TASK REQUIREMENTS:
Transcribe every entry precisely, omitting nothing.

Natural-language object grounding data:
● ● ● ● ● ● ●
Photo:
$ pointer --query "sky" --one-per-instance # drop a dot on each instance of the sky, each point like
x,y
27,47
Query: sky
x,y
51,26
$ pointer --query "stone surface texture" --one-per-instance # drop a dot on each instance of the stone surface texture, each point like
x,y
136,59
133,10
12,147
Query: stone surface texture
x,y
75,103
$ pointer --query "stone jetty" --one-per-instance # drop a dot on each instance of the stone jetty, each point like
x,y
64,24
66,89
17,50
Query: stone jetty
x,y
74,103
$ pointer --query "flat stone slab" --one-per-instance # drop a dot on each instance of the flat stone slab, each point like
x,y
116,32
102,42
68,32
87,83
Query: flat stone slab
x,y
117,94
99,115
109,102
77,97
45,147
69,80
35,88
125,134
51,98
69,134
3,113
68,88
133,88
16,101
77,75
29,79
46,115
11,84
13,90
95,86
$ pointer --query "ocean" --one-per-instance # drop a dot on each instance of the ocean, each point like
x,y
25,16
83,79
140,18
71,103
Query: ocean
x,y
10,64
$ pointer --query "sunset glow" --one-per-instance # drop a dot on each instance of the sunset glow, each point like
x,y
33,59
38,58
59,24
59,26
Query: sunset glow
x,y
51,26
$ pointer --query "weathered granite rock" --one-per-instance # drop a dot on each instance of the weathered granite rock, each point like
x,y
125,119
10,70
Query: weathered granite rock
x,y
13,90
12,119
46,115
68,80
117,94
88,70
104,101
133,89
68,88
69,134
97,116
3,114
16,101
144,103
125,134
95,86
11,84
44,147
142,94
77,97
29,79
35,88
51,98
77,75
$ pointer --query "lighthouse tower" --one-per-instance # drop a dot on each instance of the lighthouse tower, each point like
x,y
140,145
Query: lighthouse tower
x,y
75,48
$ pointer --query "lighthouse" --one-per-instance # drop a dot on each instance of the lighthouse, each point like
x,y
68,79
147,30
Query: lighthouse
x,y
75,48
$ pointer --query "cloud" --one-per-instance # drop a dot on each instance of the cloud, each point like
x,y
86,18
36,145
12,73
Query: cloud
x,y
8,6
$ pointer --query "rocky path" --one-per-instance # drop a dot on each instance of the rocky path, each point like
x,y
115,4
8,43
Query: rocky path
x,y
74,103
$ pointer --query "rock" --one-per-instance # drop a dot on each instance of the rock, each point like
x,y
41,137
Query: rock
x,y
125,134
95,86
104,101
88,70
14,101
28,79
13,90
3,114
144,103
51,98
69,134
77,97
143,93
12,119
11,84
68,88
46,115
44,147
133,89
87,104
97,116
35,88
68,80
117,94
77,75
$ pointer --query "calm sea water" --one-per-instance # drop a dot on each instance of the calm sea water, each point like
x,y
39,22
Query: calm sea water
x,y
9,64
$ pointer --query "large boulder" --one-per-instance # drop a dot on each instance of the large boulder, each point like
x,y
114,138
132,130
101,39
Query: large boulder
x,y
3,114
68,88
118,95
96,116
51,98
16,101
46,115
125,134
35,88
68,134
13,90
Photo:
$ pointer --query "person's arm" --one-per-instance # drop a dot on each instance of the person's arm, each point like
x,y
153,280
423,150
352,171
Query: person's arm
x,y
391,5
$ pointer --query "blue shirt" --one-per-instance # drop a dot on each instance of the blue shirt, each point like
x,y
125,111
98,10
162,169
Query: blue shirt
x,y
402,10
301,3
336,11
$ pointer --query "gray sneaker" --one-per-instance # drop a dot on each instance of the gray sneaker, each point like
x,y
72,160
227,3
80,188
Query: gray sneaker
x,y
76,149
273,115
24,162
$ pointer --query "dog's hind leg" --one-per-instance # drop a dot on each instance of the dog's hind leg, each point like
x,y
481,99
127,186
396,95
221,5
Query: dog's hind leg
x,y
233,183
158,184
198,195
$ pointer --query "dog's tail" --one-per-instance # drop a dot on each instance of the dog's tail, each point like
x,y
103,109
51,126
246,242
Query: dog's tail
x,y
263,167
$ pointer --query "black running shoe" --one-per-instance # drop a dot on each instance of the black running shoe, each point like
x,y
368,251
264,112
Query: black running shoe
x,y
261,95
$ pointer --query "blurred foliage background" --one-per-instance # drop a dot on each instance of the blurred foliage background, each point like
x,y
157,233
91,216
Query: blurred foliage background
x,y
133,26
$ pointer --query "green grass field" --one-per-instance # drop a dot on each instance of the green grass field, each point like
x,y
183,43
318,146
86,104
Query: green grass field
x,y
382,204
● ● ● ● ● ● ●
YOUR RESPONSE:
Photo:
$ pointer --query "sky" --one-per-instance # drop a dot on each instance of the sky, each point like
x,y
27,47
Query: sky
x,y
51,26
$ pointer --query "stone surface texture" --one-per-instance # drop a dot on each instance of the stone surface texture, each point like
x,y
136,59
133,10
12,147
Query: stone surface texture
x,y
75,103
$ pointer --query "stone jetty" --one-per-instance # drop a dot on each instance of the stone jetty, each point like
x,y
64,24
66,89
17,50
Query: stone jetty
x,y
74,103
$ pointer --query "flat stone slab" --one-per-instance # drop a dot on each instance of the flat stone slab, each point like
x,y
116,32
102,42
68,32
87,83
Query: flat stone slab
x,y
117,94
99,115
109,102
77,97
45,147
69,80
35,88
125,134
51,98
69,134
3,113
68,88
133,88
16,101
77,75
29,79
46,115
11,84
13,90
95,86
$ pointer --query "ocean" --one-per-instance # drop a dot on each instance of the ocean, each point like
x,y
25,16
83,79
140,18
71,103
Query: ocean
x,y
10,64
$ pointer --query "sunset glow" --one-per-instance # drop a dot on each instance of the sunset glow, each point like
x,y
33,59
38,58
59,24
59,26
Query: sunset glow
x,y
51,26
$ pointer --query "weathered granite rock" --one-per-instance # drop a dot on each instance of the weathered granite rock, each point like
x,y
125,119
10,70
Query: weathered granite rock
x,y
13,90
12,119
46,115
68,80
117,94
88,70
104,101
133,89
68,88
69,134
97,116
3,114
16,101
144,103
125,134
95,86
11,84
44,147
142,94
77,97
29,79
35,88
51,98
77,75
$ pointer --query "lighthouse tower" --one-per-instance # drop a dot on each instance of the lighthouse tower, each point like
x,y
140,145
Query: lighthouse tower
x,y
75,48
$ pointer --query "lighthouse" --one-per-instance # drop a dot on each instance of the lighthouse, each point like
x,y
68,79
147,30
Query: lighthouse
x,y
75,48
$ pointer --query "cloud" --one-per-instance # drop a dot on each instance of the cloud, each point like
x,y
86,18
36,145
12,73
Query: cloud
x,y
8,6
$ pointer --query "rocky path" --one-per-instance # drop a dot on each instance of the rocky path, each point like
x,y
115,4
8,43
Query: rocky path
x,y
74,103
$ pointer --query "rock" --one-per-instance # drop a dot on each instance of the rock, each point like
x,y
41,137
Query: rock
x,y
125,134
95,86
104,101
88,70
14,101
28,79
13,90
3,114
144,103
51,98
69,134
77,97
143,93
12,119
11,84
68,88
46,115
44,147
133,89
87,104
97,116
35,88
68,80
117,94
77,75
$ pointer --query "calm sea water" --one-per-instance # drop a dot on each instance of the calm sea water, each point like
x,y
39,22
Query: calm sea water
x,y
9,64
$ pointer --query "large boulder" --one-per-instance # drop a dot on each instance of the large boulder, each point like
x,y
114,138
132,130
101,39
Query: large boulder
x,y
3,114
68,88
118,95
96,116
51,98
16,101
46,115
125,134
35,88
68,134
13,90
Photo:
$ pointer --query "person's arm" --one-per-instance # drop a dot on each instance of the person's arm, each point like
x,y
153,280
423,150
352,171
Query: person's arm
x,y
391,5
$ pointer --query "blue shirt" --one-per-instance # drop a dot on each instance of the blue shirt, each point like
x,y
125,111
98,10
162,169
Query: blue shirt
x,y
402,10
301,3
336,11
$ pointer --query "gray sneaker" --one-per-instance # drop a dot on each instance of the gray sneaker, each point like
x,y
72,160
227,3
80,188
Query: gray sneaker
x,y
76,149
273,115
24,162
$ pointer --query "dog's hind leg" --one-per-instance # drop a dot on each instance of the dog's hind leg, each point like
x,y
481,99
127,186
396,95
221,5
Query: dog's hind leg
x,y
233,183
158,184
198,195
$ pointer --query "dog's tail" --one-per-instance # drop a dot on each instance of the dog's tail, each point like
x,y
103,109
51,126
246,242
Query: dog's tail
x,y
263,167
$ pointer --query "black running shoe" --one-per-instance # drop a dot on each instance of the black running shoe, each point like
x,y
368,251
264,112
Query: black running shoe
x,y
261,95
$ pointer --query "blurred foliage background" --one-per-instance # drop a dot on each instance of the blurred foliage background, each point like
x,y
157,233
91,216
Query: blurred foliage background
x,y
133,26
$ pointer --query "green grass field" --one-per-instance # drop a dot on each instance of the green grass field, each point like
x,y
183,43
318,146
86,104
Query: green grass field
x,y
382,204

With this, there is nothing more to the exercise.